● What is being asked
Retype word for word the part of the essay on singing, poetry, and psychic reading starting with "At the same" and going on through "relaxation. Who knew?".

● Page
• • • • • • •

And, maybe more important, it means not judging yourself. You don’t have to measure up to anything much. You just get to be. You get to have the freedom of a child (at least, according to the image of childhood I gained in my developed-world, middle-class culture).

Another way to put it is to “come as a little child,” as Jesus is said to have taught his followers as the way to enter the kingdom of heaven (which, by the way, is supposed to be within yourself).

“Beginner’s mind” is another similar idea, from Zen Buddhism. Be open-minded, eager. Stay away from the expectation of being an expert. Be a beginner.

 
 
kindergarten class from lisabmusic.com
Armed with this approach, I let myself off the hook. The hook of having to be accomplished as I started singing. Of having to meet certain standards. I could stumble, bumble, screw up, choke, be off pitch, forget the words, forget the melody, have an unpleasant tone. And keep plunging ahead, open my voice, and sing. OK, I would suffer over all this. But it was permissible nonetheless.

At the same time, I was working as hard as I could to sound better by honing various other vocal techniques, and seeking to gain other singerly skills. (Such as being able to learn the melody. Understand who my character was as I was singing. Listen to the band in various ways while singing and not singing. Figure out how to write musical charts and be a bandleader. Blah blah blah. A whole new world.) It was a new kind of fun to do both at once as a singer: be in kindergarten, while becoming more accomplished.

 
Lisa B (Lisa Bernstein) on a gig early on
The psychic model of relaxing in order to see clairvoyantly had a parallel in singing, where being relaxed was crucial in the making of sound. But you also had to be energized. As both a psychic and a singer, I needed to cultivate a state of energized relaxation. Who knew?

This state turned out to be one I’d been entering for years as a poet too, though I didn’t call it that. I would trick myself into just scribbling something, drafting anything. Then I’d look at my output. Often I found it to be bad and put it aside. But at least I had written something. Then, six months later, I’d look at that draft again: maybe it wasn’t so bad. So I’d draw on my skills and start revising.

So it turned out that “being in kindergarten” was a technique I had unconsciously used as a writer. It was just another tool. Meanwhile, it was a technique among others I was practicing in clairvoyant class. All three of these disciplines – singing, psychic reading, and poetry writing – required me to both act like an adult and to come to them as a little child.

• • • • • • •

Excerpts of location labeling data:
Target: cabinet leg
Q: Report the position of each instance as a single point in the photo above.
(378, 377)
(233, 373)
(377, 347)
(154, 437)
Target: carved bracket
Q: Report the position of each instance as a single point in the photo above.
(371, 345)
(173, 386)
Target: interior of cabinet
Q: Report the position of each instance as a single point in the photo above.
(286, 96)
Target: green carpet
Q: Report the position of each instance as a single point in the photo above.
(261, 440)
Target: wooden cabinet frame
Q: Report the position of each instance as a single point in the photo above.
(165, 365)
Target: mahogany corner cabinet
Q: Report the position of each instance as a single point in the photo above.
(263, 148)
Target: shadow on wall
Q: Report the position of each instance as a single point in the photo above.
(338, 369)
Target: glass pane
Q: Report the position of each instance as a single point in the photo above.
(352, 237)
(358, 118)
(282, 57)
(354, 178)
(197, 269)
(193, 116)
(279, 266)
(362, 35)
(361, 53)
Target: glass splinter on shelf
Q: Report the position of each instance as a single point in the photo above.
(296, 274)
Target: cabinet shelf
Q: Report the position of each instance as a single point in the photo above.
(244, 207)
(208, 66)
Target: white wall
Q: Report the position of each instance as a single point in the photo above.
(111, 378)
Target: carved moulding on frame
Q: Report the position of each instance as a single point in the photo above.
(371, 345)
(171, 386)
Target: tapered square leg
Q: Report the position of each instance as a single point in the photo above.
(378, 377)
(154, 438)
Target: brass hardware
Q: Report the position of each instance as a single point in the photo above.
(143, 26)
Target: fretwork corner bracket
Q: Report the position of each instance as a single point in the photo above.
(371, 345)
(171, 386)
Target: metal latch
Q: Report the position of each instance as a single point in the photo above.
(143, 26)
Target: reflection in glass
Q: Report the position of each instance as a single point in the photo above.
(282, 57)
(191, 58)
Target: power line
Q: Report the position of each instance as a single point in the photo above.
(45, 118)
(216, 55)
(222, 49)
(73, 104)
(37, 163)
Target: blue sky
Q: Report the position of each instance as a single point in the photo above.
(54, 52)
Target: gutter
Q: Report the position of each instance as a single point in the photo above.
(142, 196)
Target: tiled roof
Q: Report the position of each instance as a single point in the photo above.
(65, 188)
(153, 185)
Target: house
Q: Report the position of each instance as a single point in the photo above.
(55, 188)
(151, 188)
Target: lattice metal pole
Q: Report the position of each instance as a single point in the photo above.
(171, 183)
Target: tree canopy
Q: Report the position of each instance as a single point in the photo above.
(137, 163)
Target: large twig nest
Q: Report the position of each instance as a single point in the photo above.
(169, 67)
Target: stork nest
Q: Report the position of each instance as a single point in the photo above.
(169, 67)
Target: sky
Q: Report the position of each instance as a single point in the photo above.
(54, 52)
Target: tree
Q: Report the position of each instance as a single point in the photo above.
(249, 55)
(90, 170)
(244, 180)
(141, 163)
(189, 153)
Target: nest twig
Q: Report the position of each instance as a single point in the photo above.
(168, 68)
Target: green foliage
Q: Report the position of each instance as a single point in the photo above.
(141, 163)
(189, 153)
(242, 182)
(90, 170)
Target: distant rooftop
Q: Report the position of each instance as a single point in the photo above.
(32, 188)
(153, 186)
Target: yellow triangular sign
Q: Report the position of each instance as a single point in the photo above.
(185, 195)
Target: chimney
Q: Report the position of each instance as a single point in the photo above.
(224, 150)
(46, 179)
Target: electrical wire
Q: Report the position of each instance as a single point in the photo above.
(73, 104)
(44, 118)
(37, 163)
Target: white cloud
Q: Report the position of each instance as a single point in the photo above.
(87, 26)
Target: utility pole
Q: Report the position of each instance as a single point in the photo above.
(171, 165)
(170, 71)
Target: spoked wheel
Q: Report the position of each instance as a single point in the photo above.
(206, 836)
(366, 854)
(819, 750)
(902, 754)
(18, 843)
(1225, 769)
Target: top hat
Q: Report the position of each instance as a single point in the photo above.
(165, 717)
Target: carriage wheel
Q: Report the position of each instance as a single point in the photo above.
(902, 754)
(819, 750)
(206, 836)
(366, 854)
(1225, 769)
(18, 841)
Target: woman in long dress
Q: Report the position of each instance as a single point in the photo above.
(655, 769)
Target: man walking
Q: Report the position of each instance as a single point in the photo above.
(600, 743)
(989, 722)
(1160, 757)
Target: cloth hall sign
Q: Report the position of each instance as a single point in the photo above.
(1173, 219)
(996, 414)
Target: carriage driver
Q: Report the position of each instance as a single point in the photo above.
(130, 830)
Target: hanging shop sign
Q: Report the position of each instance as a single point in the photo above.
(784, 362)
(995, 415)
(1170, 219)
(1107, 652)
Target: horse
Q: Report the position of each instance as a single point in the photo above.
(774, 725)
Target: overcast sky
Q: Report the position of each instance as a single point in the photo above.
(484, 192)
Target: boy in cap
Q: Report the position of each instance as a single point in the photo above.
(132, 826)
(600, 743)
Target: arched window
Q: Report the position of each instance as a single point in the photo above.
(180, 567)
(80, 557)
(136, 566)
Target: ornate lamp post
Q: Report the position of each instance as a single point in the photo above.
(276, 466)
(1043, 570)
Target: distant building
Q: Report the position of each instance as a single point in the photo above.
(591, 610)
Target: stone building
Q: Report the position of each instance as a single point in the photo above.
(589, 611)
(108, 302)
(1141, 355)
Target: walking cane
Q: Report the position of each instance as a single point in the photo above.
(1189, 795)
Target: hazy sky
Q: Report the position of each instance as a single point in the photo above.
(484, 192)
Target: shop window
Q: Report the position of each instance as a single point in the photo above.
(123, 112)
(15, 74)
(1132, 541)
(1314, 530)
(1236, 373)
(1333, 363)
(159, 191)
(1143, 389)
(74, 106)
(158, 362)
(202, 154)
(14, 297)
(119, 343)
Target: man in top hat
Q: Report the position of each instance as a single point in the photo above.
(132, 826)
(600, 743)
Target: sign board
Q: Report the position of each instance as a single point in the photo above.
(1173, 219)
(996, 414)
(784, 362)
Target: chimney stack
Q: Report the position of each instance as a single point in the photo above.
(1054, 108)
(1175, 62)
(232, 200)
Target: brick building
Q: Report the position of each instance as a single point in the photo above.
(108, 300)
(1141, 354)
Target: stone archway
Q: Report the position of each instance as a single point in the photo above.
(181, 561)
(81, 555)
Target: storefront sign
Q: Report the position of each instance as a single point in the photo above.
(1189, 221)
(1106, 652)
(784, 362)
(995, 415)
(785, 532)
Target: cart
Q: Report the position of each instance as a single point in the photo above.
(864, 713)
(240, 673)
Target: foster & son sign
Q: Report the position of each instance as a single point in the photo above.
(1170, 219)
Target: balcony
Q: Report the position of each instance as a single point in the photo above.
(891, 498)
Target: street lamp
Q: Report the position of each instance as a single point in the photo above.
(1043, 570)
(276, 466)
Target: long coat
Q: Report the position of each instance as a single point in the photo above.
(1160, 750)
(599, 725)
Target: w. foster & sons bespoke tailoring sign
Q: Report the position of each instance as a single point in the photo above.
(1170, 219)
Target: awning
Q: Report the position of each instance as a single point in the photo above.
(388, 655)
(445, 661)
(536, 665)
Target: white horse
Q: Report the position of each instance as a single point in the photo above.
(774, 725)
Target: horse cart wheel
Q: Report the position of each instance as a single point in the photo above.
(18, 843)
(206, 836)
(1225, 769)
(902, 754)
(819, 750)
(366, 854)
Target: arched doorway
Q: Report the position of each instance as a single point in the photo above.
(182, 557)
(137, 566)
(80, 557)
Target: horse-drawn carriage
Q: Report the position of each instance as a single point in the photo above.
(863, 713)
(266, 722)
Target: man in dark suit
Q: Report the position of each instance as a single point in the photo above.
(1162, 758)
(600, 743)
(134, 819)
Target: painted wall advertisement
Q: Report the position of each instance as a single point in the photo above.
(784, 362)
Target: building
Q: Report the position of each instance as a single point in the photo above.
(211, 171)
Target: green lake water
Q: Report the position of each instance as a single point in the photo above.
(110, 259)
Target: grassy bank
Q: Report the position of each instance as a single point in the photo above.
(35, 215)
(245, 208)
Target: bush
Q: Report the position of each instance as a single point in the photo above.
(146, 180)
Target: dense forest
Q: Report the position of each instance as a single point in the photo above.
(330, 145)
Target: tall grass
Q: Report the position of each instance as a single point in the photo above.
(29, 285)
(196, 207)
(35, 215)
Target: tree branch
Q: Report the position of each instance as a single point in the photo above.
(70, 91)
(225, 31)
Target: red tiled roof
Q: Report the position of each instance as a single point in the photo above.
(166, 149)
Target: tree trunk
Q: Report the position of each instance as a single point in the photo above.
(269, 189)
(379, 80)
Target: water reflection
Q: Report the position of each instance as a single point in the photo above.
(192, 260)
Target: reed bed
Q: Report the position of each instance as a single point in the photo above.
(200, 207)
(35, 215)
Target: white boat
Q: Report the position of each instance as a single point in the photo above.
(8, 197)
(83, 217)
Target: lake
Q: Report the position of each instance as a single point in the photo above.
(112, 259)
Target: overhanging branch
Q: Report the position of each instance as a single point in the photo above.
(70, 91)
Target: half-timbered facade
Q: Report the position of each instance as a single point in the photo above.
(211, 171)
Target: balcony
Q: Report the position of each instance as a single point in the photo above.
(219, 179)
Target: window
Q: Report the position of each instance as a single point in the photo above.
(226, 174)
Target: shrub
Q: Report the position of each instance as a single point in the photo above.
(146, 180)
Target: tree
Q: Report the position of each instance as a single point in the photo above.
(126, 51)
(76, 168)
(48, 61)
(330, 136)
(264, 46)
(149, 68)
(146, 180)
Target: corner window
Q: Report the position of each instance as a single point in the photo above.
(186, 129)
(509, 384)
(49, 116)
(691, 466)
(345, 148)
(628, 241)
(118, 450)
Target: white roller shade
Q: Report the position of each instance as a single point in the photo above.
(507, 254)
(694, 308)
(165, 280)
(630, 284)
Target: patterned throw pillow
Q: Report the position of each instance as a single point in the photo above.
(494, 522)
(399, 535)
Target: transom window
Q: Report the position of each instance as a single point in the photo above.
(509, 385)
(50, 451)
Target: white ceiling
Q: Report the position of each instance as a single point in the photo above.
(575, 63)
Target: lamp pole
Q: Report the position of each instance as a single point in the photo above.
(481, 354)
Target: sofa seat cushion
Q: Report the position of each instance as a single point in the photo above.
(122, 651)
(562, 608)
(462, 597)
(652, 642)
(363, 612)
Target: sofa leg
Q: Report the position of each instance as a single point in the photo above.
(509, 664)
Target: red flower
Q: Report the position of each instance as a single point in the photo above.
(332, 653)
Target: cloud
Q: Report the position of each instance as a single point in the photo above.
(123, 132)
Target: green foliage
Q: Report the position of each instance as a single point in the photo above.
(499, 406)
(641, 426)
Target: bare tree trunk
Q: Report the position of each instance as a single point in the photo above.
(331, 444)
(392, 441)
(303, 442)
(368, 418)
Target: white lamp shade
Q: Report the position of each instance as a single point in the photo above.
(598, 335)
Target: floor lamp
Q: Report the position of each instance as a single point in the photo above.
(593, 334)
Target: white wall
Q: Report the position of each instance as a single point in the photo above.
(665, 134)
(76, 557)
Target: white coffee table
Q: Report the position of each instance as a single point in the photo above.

• • • • • • •

● Solved exercise
At the same time, I was working as hard as I could to sound better by honing various other vocal techniques, and seeking to gain other singerly skills. (Such as being able to learn the melody. Understand who my character was as I was singing. Listen to the band in various ways while singing and not singing. Figure out how to write musical charts and be a bandleader. Blah blah blah. A whole new world.) It was a new kind of fun to do both at once as a singer: be in kindergarten, while becoming more accomplished.

 
Lisa B (Lisa Bernstein) on a gig early on
The psychic model of relaxing in order to see clairvoyantly had a parallel in singing, where being relaxed was crucial in the making of sound. But you also had to be energized. As both a psychic and a singer, I needed to cultivate a state of energized relaxation. Who knew?